Problem details:
Below are records to write out again, exactly as they read.

START Information

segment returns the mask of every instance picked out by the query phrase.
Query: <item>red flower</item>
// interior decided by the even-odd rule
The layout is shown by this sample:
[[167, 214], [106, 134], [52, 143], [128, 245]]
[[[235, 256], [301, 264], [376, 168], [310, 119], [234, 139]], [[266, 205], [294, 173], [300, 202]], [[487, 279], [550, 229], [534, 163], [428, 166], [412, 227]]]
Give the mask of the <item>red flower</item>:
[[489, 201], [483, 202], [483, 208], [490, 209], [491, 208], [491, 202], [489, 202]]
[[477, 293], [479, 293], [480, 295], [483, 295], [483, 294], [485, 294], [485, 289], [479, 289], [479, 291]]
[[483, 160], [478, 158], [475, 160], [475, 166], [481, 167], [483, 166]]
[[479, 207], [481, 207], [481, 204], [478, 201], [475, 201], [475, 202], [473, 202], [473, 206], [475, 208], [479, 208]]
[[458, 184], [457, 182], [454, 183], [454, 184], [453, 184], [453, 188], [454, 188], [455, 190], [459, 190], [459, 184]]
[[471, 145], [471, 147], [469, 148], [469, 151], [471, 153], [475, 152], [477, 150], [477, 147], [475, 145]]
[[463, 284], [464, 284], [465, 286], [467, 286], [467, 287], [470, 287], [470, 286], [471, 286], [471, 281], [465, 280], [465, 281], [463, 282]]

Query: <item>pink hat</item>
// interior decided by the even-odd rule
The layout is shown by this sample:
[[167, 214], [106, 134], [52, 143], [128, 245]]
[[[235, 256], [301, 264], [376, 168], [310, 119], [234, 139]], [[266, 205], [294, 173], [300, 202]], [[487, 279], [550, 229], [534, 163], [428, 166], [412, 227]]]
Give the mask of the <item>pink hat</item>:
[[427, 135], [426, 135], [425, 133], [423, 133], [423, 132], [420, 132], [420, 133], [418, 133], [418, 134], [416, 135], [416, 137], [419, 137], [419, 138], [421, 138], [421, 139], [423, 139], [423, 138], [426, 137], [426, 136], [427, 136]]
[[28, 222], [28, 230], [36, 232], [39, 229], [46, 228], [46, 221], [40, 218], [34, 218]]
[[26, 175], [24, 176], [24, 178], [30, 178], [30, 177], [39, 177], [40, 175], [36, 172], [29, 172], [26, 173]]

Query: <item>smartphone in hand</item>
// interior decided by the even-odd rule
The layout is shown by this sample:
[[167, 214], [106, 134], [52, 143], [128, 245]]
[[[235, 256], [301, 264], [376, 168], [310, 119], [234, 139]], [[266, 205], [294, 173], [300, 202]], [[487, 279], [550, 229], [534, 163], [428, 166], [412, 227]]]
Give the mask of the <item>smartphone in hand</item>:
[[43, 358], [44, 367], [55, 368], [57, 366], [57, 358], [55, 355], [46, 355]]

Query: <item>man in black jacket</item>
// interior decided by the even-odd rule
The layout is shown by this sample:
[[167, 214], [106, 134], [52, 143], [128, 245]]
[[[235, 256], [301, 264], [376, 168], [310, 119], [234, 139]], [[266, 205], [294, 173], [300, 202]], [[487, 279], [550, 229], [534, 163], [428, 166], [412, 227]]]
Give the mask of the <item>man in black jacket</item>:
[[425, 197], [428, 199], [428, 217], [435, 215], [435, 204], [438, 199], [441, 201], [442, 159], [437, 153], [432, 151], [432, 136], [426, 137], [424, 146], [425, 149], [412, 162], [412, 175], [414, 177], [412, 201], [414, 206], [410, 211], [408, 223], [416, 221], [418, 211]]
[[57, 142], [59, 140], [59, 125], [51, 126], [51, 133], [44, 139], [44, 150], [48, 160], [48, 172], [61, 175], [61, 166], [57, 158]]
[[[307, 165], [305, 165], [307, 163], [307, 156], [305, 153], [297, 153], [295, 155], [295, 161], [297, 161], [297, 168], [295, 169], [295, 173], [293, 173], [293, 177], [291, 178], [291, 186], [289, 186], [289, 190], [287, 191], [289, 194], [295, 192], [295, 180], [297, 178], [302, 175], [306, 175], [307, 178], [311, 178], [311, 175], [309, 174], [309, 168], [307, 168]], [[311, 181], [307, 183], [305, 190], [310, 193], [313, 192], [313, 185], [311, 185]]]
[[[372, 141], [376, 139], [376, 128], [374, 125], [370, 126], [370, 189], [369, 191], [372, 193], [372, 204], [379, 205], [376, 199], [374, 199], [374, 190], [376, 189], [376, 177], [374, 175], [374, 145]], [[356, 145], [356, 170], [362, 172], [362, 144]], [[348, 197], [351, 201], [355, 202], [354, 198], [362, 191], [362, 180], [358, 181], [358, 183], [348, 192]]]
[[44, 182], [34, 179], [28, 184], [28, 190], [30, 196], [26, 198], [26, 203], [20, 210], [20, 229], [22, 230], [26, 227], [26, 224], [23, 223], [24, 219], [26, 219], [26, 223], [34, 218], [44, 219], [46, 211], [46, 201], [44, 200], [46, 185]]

END Information

Response box:
segment returns the mask of every instance picked out by the query phrase.
Query: <item>red flower</item>
// interior decided by the even-odd rule
The layout is shown by this sample:
[[167, 214], [106, 134], [52, 143], [128, 245]]
[[[235, 256], [301, 264], [376, 168], [310, 119], [234, 139]], [[266, 205], [294, 173], [300, 202]], [[487, 279], [550, 229], [534, 163], [428, 166], [412, 227]]]
Give the mask of the <item>red flower</item>:
[[489, 201], [483, 202], [483, 208], [490, 209], [491, 208], [491, 202], [489, 202]]
[[477, 293], [479, 293], [480, 295], [483, 295], [483, 294], [485, 294], [485, 289], [479, 289], [479, 291]]
[[483, 160], [478, 158], [475, 160], [475, 166], [481, 167], [483, 166]]
[[479, 207], [481, 207], [481, 204], [478, 201], [475, 201], [475, 202], [473, 202], [473, 206], [475, 208], [479, 208]]
[[458, 184], [457, 182], [454, 183], [454, 184], [453, 184], [453, 188], [454, 188], [455, 190], [459, 190], [459, 184]]
[[471, 145], [471, 147], [469, 148], [469, 151], [471, 153], [475, 152], [477, 150], [477, 147], [475, 145]]
[[463, 284], [464, 284], [465, 286], [467, 286], [467, 287], [470, 287], [470, 286], [471, 286], [471, 281], [465, 280], [465, 281], [463, 282]]

Query: <item>pink hat</item>
// interior decided by the even-odd rule
The layout is shown by this sample:
[[167, 214], [106, 134], [52, 143], [128, 245]]
[[[235, 256], [301, 264], [376, 168], [310, 119], [234, 139]], [[266, 205], [294, 173], [300, 202]], [[487, 279], [550, 229], [534, 163], [428, 166], [412, 227]]]
Give the mask of the <item>pink hat</item>:
[[427, 135], [426, 135], [425, 133], [423, 133], [423, 132], [420, 132], [420, 133], [418, 133], [418, 134], [416, 135], [416, 137], [419, 137], [419, 138], [421, 138], [421, 139], [423, 139], [423, 138], [426, 137], [426, 136], [427, 136]]
[[28, 222], [28, 230], [36, 232], [39, 229], [46, 228], [46, 221], [40, 218], [34, 218]]
[[26, 175], [24, 176], [24, 178], [30, 178], [30, 177], [39, 177], [40, 175], [36, 172], [29, 172], [26, 173]]

Query: <item>smartphone in hand</item>
// interior decided by the even-odd rule
The layout is shown by this sample:
[[167, 214], [106, 134], [52, 143], [128, 245]]
[[[235, 256], [301, 264], [376, 168], [310, 119], [234, 139]], [[266, 205], [294, 173], [300, 202]], [[487, 279], [550, 229], [534, 163], [428, 166], [412, 227]]]
Give the mask of the <item>smartphone in hand</item>:
[[43, 358], [44, 367], [55, 368], [57, 366], [57, 358], [55, 355], [46, 355]]

Query: <item>man in black jacket</item>
// interior decided by the even-odd rule
The layout is shown by this sample:
[[167, 214], [106, 134], [52, 143], [128, 245]]
[[[235, 256], [301, 264], [376, 168], [310, 119], [234, 139]], [[266, 205], [294, 173], [300, 202]], [[487, 279], [550, 229], [534, 163], [428, 166], [412, 227]]]
Give the mask of the <item>man in black jacket</item>:
[[425, 197], [428, 199], [428, 217], [435, 215], [435, 204], [438, 199], [441, 201], [442, 159], [437, 153], [432, 151], [432, 136], [426, 137], [424, 146], [425, 149], [412, 162], [412, 175], [414, 177], [412, 201], [414, 206], [410, 211], [408, 223], [416, 221], [418, 211]]
[[57, 142], [59, 140], [59, 125], [51, 126], [51, 133], [44, 139], [44, 150], [48, 160], [48, 172], [61, 175], [61, 166], [57, 158]]
[[[307, 165], [305, 165], [307, 163], [307, 156], [305, 153], [297, 153], [295, 155], [295, 161], [297, 161], [297, 168], [295, 169], [295, 173], [293, 173], [293, 177], [291, 178], [291, 186], [289, 186], [289, 190], [287, 191], [289, 194], [295, 192], [295, 180], [297, 178], [302, 175], [306, 175], [307, 178], [311, 178], [311, 175], [309, 174], [309, 168], [307, 168]], [[311, 181], [307, 183], [305, 190], [310, 193], [313, 192], [313, 185], [311, 185]]]
[[[372, 141], [376, 139], [376, 128], [374, 125], [370, 126], [370, 189], [369, 191], [372, 193], [372, 204], [379, 205], [376, 199], [374, 199], [374, 190], [376, 189], [376, 177], [374, 175], [374, 145]], [[356, 145], [356, 170], [362, 172], [362, 144]], [[348, 197], [351, 201], [355, 202], [354, 198], [362, 191], [362, 180], [358, 181], [358, 183], [348, 192]]]
[[44, 182], [34, 179], [28, 184], [28, 190], [30, 196], [26, 198], [26, 203], [20, 210], [20, 229], [22, 230], [26, 227], [26, 224], [23, 223], [24, 219], [26, 219], [26, 223], [34, 218], [44, 219], [46, 211], [46, 201], [44, 200], [46, 185]]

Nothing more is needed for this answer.